*** SUPPLIED TEXT ***

Home health care aides 

Number of Workers

35,000 in Michigan

What They’re Fighting For

A union and contract to raise wages, professionalize training and regulate work.

Backstory 

In March 2024, Michigan Home Care Workers United, a worker organization of the state’s 35,000 home health aides, affiliated with the Service Employees International Union, launched a campaign for its members to be declared public employees in order to organize a union. Over half of the aides, who are paid by Medicaid to help program recipients with daily activities ranging from bathing to doctor’s appointments, rely on public assistance, according to national caregiver advocacy organization PHI. While workers are spread across the state’s 83 counties, the workforce is concentrated in Michigan’s largest cities. (Disclosure: SEIU is a financial supporter of Capital & Main.)

In October, with Democrats controlling both houses of the Legislature and the governorship, Gov. Gretchen Whitmer signed two bills pushed by the workers, Public Acts 145 and 144. Public Act 145 reclassified workers in the state’s Home Help Program as public employees, giving them the right to form a statewide union across workplaces. Public Act 144 established a public authority to standardize registration, training and care for home care workers. Both acts are set to take effect in March.

*** End of SUPPLIED TEXT ***
*** STUDY MATERIAL ***

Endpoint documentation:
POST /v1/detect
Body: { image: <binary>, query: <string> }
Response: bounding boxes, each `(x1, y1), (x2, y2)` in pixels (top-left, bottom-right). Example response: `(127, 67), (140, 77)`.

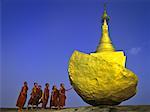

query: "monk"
(59, 83), (66, 109)
(42, 83), (49, 109)
(27, 82), (38, 109)
(50, 85), (59, 108)
(16, 82), (28, 112)
(33, 85), (43, 108)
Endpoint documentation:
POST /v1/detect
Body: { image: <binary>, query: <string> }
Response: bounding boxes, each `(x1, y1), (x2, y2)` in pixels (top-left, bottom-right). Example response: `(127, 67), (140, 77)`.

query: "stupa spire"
(96, 4), (115, 52)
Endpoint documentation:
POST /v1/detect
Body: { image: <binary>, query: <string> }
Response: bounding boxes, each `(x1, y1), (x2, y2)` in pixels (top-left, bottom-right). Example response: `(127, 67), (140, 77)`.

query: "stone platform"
(0, 105), (150, 112)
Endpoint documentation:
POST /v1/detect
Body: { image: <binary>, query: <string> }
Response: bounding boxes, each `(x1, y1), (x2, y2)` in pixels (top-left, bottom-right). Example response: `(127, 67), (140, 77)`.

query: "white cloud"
(129, 47), (141, 55)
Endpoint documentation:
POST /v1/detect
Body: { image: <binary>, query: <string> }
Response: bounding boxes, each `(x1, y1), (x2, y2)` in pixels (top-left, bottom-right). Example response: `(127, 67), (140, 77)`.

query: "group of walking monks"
(16, 82), (72, 112)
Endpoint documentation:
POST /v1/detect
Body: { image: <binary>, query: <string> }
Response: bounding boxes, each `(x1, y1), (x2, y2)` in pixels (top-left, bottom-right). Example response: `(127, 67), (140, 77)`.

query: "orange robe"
(50, 89), (59, 108)
(42, 88), (49, 108)
(16, 86), (28, 108)
(59, 88), (66, 106)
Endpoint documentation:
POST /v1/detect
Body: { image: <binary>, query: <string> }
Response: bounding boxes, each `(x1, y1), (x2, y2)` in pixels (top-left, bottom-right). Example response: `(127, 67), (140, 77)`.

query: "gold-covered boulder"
(68, 51), (138, 105)
(68, 10), (138, 106)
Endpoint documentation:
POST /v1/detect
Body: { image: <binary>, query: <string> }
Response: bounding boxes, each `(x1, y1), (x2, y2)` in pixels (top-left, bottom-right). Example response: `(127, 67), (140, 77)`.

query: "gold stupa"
(68, 6), (138, 105)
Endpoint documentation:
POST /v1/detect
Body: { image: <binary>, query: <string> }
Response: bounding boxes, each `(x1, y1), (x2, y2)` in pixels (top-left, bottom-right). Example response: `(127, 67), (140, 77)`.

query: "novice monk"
(42, 83), (49, 109)
(16, 82), (28, 112)
(50, 85), (59, 108)
(27, 82), (38, 109)
(59, 83), (66, 109)
(33, 85), (43, 108)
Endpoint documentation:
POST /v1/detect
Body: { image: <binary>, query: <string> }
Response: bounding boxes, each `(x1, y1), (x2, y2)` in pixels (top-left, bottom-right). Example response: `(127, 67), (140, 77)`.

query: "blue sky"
(0, 0), (150, 107)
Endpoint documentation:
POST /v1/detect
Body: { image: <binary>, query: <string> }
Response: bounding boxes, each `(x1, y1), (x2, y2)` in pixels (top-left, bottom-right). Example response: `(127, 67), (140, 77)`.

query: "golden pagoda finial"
(96, 3), (115, 52)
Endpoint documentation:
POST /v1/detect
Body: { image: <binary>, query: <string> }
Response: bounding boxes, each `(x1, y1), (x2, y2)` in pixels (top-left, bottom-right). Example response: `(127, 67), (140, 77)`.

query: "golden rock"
(68, 7), (138, 105)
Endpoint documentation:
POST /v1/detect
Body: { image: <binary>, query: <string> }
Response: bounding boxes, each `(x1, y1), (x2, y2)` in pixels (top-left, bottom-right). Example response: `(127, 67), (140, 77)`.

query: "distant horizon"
(0, 0), (150, 108)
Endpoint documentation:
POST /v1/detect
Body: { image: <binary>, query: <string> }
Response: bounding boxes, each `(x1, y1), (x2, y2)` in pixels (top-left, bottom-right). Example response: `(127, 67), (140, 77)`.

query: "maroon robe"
(59, 88), (66, 107)
(42, 88), (49, 108)
(50, 89), (59, 108)
(16, 86), (28, 108)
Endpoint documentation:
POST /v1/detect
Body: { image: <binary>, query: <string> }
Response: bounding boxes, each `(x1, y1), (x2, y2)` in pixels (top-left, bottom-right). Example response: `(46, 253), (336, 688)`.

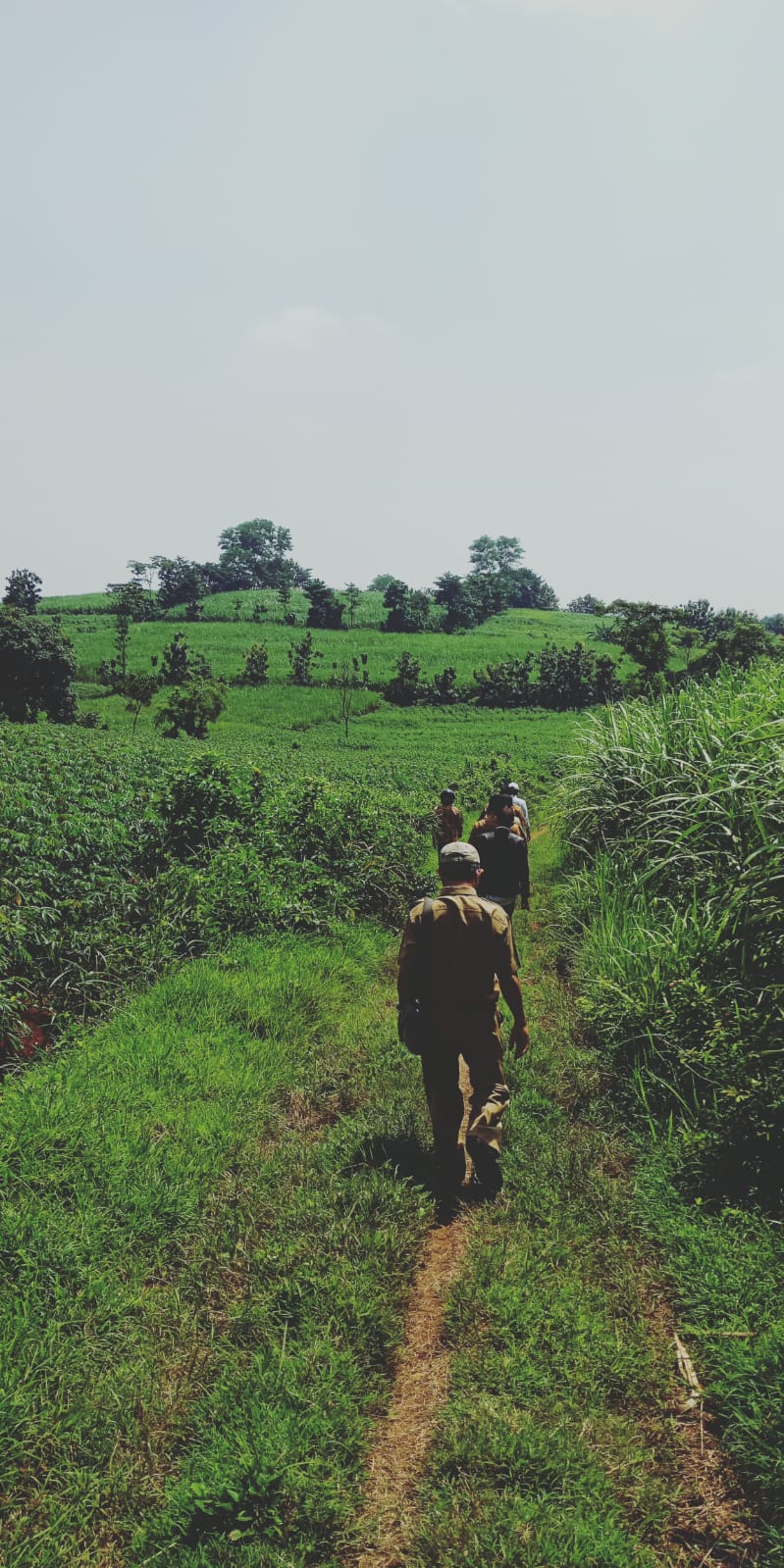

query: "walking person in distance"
(398, 840), (530, 1194)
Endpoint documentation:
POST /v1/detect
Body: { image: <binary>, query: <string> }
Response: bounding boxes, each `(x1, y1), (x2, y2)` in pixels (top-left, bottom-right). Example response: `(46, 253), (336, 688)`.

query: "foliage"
(160, 632), (212, 685)
(474, 643), (619, 710)
(107, 580), (155, 621)
(762, 613), (784, 636)
(564, 662), (784, 1201)
(343, 583), (362, 628)
(0, 605), (77, 725)
(288, 632), (323, 685)
(381, 577), (433, 632)
(218, 518), (291, 588)
(154, 555), (209, 621)
(235, 643), (270, 686)
(385, 654), (422, 707)
(123, 660), (162, 735)
(605, 599), (673, 681)
(331, 654), (369, 741)
(0, 721), (439, 1037)
(469, 533), (525, 577)
(566, 592), (606, 615)
(3, 568), (41, 615)
(155, 676), (226, 740)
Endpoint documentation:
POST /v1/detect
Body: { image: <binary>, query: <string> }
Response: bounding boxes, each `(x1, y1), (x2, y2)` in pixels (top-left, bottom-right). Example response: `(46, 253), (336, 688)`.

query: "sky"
(0, 0), (784, 615)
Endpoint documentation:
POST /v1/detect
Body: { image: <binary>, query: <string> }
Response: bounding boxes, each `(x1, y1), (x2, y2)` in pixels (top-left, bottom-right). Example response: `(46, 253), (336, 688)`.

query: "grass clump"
(561, 663), (784, 1565)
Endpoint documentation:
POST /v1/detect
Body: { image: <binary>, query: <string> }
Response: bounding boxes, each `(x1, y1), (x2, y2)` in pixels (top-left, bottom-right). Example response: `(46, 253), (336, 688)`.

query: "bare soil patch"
(346, 1060), (470, 1568)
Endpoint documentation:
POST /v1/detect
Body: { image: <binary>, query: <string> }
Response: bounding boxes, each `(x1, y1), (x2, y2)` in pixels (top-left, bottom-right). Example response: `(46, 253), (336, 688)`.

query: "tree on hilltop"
(3, 568), (41, 615)
(218, 518), (293, 588)
(0, 605), (77, 725)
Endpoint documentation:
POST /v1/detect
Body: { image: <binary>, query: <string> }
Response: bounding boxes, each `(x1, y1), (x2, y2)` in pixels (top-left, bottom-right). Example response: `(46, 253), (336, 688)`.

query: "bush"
(234, 643), (270, 686)
(155, 679), (226, 740)
(0, 605), (77, 725)
(563, 663), (784, 1201)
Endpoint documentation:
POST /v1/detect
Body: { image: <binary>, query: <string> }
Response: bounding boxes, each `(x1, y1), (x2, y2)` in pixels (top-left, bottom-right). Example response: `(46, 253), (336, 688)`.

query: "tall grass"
(561, 665), (784, 1201)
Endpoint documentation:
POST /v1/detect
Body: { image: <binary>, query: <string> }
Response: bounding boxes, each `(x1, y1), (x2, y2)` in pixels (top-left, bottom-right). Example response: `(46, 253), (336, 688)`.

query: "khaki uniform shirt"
(398, 883), (517, 1013)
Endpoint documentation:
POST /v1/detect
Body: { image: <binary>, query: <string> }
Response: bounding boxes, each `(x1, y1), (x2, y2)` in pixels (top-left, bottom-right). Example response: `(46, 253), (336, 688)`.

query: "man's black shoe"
(466, 1138), (503, 1198)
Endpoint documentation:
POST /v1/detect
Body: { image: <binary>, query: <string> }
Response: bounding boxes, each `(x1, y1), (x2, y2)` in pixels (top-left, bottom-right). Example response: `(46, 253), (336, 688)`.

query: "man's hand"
(509, 1024), (532, 1058)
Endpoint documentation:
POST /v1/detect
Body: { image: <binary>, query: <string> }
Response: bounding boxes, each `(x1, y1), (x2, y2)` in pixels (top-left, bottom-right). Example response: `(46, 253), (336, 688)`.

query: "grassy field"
(0, 596), (784, 1568)
(0, 838), (758, 1568)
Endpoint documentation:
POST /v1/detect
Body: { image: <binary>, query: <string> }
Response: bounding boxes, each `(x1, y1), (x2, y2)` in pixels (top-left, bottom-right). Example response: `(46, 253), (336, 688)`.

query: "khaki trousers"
(422, 1008), (509, 1179)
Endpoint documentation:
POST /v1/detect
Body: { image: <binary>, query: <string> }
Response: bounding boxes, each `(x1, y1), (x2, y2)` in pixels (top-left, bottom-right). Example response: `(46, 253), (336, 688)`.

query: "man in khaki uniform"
(469, 795), (524, 848)
(433, 788), (462, 851)
(398, 840), (530, 1191)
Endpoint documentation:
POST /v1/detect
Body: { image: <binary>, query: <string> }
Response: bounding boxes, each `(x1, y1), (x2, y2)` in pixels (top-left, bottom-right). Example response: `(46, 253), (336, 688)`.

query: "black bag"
(396, 898), (433, 1057)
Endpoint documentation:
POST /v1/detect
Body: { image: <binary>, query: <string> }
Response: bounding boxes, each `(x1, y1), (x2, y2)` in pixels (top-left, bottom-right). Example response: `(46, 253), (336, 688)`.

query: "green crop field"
(0, 594), (784, 1568)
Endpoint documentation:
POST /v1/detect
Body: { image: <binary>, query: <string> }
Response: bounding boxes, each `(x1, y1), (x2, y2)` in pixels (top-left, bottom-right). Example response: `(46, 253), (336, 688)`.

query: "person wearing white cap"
(398, 840), (530, 1193)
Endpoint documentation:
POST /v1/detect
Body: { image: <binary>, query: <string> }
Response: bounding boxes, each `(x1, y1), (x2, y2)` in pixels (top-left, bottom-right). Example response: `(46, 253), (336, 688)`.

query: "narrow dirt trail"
(345, 1062), (470, 1568)
(348, 1215), (469, 1568)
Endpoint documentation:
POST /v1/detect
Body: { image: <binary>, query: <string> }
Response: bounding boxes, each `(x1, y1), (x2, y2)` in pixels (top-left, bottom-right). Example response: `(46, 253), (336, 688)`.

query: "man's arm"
(496, 919), (532, 1057)
(396, 914), (419, 1003)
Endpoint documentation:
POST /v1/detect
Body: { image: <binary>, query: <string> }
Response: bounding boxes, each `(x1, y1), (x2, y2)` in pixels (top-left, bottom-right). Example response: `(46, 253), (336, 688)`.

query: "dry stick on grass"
(345, 1060), (469, 1568)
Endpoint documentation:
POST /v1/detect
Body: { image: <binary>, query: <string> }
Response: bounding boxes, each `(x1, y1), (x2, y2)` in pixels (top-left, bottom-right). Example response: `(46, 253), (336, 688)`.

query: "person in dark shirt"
(398, 840), (530, 1194)
(433, 788), (462, 851)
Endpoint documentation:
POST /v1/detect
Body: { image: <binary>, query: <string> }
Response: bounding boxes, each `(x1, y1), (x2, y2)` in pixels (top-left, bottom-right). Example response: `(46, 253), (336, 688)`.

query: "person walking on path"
(398, 838), (530, 1194)
(469, 793), (524, 846)
(433, 788), (462, 851)
(477, 825), (530, 921)
(503, 781), (532, 838)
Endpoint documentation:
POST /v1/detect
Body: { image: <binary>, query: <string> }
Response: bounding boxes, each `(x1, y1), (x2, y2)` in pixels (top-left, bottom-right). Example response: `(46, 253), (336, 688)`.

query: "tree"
(155, 555), (207, 620)
(160, 632), (191, 685)
(566, 592), (606, 615)
(0, 605), (77, 725)
(345, 583), (362, 628)
(3, 568), (41, 615)
(107, 581), (150, 621)
(333, 654), (367, 741)
(218, 518), (291, 588)
(288, 632), (323, 685)
(469, 533), (525, 577)
(304, 577), (343, 632)
(605, 599), (673, 679)
(234, 643), (270, 685)
(155, 679), (226, 740)
(385, 654), (422, 707)
(127, 555), (162, 621)
(381, 577), (433, 632)
(500, 566), (558, 610)
(124, 660), (160, 735)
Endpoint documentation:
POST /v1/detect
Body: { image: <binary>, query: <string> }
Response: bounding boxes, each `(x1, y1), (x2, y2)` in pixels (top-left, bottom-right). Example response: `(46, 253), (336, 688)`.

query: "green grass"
(52, 596), (595, 683)
(0, 930), (431, 1568)
(406, 837), (690, 1568)
(635, 1144), (784, 1568)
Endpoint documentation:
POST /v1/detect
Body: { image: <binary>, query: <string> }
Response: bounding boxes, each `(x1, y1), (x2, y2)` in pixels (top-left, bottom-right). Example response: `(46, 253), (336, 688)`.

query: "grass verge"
(0, 927), (431, 1568)
(409, 837), (756, 1568)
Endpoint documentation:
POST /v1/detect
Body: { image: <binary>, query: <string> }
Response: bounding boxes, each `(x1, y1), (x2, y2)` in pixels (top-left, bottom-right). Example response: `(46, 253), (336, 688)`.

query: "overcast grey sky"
(0, 0), (784, 613)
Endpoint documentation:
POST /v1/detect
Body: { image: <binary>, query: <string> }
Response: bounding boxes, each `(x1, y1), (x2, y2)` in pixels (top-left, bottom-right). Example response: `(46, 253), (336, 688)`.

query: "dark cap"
(439, 838), (482, 872)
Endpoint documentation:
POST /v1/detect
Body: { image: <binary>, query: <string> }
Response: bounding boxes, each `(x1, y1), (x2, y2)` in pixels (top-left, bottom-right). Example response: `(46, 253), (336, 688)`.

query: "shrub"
(0, 607), (77, 725)
(563, 663), (784, 1199)
(155, 679), (226, 740)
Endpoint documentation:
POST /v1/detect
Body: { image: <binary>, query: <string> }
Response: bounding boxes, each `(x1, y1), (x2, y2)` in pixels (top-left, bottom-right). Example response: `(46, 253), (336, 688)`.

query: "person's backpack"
(396, 898), (433, 1057)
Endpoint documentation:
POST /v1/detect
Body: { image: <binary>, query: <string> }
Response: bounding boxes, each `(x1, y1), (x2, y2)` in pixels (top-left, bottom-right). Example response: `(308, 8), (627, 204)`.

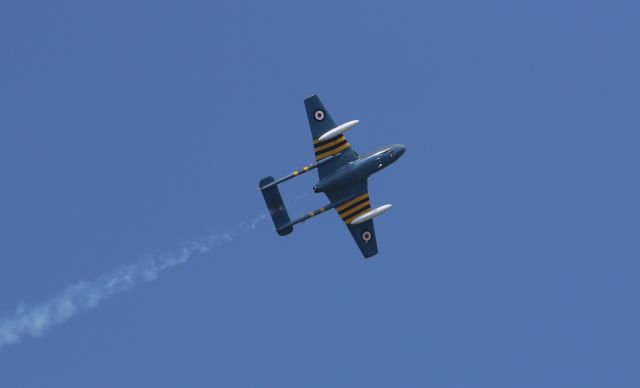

*** End of STUDY MATERIAL ***

▶ _ACTIVITY 1_: From the passage on Michigan home health care aides, reproduce word for word everything between "In March 2024, Michigan" and "Capital & Main.)", inclusive.
▶ _ACTIVITY 2_: In the passage on Michigan home health care aides, which public act reclassified workers in the state's Home Help Program as public employees?

▶ _EXPECTED ANSWER 1_:
In March 2024, Michigan Home Care Workers United, a worker organization of the state’s 35,000 home health aides, affiliated with the Service Employees International Union, launched a campaign for its members to be declared public employees in order to organize a union. Over half of the aides, who are paid by Medicaid to help program recipients with daily activities ranging from bathing to doctor’s appointments, rely on public assistance, according to national caregiver advocacy organization PHI. While workers are spread across the state’s 83 counties, the workforce is concentrated in Michigan’s largest cities. (Disclosure: SEIU is a financial supporter of Capital & Main.)

▶ _EXPECTED ANSWER 2_: Public Act 145